TASK DETAILS> Starting with the line that contains "format | one point per instance, each point like [46, 425];" and stopping after the line that contains "target | tree line", return each line below exactly as written, with no others.

INFORMATION SUPPLIED>
:::::
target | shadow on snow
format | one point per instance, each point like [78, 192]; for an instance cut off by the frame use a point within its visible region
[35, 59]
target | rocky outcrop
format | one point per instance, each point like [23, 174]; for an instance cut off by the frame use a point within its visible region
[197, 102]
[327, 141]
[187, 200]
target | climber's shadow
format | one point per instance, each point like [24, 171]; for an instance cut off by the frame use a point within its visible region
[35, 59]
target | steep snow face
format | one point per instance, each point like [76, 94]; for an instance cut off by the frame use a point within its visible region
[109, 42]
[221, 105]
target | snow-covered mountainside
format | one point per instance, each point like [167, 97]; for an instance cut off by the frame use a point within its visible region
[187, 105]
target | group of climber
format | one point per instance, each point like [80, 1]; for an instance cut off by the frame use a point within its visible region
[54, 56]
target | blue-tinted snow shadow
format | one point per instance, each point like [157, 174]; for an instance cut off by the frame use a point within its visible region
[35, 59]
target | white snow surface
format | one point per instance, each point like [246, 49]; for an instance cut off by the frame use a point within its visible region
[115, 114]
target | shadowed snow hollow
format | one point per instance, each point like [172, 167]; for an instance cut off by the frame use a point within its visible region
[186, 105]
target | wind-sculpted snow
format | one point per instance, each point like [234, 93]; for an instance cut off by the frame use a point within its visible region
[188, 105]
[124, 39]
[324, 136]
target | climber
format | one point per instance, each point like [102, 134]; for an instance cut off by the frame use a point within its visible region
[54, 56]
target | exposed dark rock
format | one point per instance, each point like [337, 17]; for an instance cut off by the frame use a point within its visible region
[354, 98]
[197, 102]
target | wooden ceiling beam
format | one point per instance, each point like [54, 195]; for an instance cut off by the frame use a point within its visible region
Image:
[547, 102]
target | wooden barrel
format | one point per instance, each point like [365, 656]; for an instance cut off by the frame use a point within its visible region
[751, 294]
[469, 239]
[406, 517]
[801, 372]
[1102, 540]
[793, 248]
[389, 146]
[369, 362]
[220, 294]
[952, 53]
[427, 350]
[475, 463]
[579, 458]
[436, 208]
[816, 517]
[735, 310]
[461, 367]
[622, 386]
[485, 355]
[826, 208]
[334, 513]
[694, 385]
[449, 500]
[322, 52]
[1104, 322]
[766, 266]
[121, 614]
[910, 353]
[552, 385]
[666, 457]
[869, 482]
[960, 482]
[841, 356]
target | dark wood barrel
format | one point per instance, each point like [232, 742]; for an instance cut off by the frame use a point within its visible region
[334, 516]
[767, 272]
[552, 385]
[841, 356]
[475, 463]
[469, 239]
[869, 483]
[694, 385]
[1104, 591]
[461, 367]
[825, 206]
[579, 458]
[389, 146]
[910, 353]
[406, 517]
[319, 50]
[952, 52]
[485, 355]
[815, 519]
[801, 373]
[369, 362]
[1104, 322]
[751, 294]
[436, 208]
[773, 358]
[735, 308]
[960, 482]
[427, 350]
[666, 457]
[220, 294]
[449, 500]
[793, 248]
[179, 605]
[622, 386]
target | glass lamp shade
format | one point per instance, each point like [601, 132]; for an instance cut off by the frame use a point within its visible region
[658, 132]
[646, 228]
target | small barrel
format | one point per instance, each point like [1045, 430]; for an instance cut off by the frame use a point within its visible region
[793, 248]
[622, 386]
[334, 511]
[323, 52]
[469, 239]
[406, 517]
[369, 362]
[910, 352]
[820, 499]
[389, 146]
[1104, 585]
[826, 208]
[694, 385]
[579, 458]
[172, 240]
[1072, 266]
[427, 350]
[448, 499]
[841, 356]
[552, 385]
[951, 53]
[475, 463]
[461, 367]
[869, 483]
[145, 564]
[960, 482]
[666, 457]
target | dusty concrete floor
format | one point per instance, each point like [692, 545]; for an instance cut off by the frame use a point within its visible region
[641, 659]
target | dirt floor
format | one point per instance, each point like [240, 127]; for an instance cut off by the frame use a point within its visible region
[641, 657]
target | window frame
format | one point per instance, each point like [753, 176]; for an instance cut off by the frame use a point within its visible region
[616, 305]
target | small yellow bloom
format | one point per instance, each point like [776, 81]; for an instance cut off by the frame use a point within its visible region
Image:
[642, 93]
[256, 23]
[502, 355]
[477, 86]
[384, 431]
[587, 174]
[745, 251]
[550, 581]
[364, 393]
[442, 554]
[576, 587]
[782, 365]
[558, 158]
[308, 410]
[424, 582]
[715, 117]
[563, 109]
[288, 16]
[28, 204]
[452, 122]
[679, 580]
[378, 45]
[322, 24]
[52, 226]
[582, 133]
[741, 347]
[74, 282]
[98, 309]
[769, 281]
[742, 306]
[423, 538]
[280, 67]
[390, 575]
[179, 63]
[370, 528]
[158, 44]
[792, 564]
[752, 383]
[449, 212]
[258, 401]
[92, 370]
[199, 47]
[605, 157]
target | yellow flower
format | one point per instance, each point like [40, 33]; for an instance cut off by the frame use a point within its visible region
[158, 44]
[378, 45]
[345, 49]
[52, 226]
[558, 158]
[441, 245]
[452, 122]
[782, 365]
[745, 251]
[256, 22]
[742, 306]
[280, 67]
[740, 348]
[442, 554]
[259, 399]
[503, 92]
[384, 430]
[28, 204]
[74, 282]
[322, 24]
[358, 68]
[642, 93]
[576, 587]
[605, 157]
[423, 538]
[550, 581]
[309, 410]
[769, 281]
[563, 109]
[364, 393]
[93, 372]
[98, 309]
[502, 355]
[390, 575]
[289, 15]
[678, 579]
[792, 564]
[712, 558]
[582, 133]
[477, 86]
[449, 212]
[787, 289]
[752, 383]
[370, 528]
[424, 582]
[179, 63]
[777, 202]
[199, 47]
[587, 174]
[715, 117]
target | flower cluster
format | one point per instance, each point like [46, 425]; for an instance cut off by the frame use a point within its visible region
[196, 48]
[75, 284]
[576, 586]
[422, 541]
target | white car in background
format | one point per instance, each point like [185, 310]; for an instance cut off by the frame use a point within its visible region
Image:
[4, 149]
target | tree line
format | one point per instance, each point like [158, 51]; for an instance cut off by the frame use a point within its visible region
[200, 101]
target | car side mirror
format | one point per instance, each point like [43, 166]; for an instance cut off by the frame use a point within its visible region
:::::
ANSWER BELOW>
format | one point per instance, each point like [46, 425]; for an instance cut off by the frame use a point within its visible region
[196, 48]
[75, 284]
[576, 586]
[422, 541]
target | white car in background
format | one point per instance, each point like [185, 310]; for an instance cut off by the frame use a point within its visible region
Image:
[4, 149]
target | tree line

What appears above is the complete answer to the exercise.